TO BE DONE: Rewrite the data starting at the line containing "Where can the nose" and ending at the line containing "<point>149,58</point>", substituting "chin" for "nose" and leaving everything else unchanged. Return only those lines.

INFORMATION GIVEN:
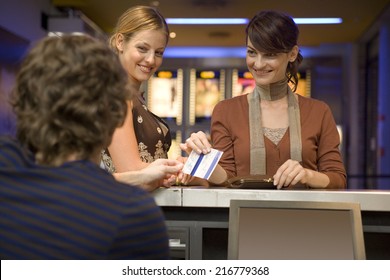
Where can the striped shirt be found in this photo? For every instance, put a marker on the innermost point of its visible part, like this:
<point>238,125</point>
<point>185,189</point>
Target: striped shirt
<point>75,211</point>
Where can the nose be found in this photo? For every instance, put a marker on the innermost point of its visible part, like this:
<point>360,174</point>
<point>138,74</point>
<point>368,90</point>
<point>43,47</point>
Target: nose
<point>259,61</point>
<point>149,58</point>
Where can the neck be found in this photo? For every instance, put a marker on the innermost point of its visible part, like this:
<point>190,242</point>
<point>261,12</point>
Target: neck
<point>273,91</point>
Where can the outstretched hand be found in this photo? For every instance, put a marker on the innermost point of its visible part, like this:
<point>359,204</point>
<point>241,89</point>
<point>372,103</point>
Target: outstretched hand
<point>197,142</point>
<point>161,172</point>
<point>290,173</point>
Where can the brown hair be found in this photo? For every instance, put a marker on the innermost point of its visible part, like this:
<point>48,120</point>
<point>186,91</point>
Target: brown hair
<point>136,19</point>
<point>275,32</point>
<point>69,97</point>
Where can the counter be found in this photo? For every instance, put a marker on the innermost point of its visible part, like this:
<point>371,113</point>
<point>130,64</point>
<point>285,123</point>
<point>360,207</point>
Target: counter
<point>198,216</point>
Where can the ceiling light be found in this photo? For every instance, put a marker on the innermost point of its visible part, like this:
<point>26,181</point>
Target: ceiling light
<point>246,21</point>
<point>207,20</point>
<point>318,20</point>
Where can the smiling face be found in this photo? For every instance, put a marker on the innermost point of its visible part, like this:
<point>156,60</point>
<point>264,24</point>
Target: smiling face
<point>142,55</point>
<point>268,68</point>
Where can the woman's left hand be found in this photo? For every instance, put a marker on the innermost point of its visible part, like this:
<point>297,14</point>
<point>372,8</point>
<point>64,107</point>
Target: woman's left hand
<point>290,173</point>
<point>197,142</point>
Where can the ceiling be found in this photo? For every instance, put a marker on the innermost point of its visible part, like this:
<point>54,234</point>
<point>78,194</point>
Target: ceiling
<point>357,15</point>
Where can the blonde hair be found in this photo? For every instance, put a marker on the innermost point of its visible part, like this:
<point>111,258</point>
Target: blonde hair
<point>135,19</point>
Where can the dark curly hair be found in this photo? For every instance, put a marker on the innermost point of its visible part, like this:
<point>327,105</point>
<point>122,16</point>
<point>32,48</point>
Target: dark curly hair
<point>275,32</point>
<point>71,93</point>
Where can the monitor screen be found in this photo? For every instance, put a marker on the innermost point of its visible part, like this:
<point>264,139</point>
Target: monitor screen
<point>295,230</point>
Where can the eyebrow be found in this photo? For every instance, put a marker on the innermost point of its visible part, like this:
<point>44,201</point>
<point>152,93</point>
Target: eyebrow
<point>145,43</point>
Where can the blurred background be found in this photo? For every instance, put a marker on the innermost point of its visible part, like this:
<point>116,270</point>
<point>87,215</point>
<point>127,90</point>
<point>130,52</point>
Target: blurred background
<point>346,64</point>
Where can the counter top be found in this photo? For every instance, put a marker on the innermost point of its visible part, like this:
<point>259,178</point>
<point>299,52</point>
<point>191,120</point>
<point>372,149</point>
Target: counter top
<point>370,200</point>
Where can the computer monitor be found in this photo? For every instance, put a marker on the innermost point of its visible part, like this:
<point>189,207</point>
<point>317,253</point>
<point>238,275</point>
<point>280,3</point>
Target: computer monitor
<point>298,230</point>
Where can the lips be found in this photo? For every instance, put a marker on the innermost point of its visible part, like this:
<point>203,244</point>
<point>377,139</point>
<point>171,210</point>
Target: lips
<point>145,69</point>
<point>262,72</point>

TASK RESULT:
Where can the chin be found in this photo? For every instance, put a marker on the innermost point of its visible part, like this:
<point>360,174</point>
<point>138,74</point>
<point>368,90</point>
<point>43,47</point>
Target: chin
<point>259,61</point>
<point>149,58</point>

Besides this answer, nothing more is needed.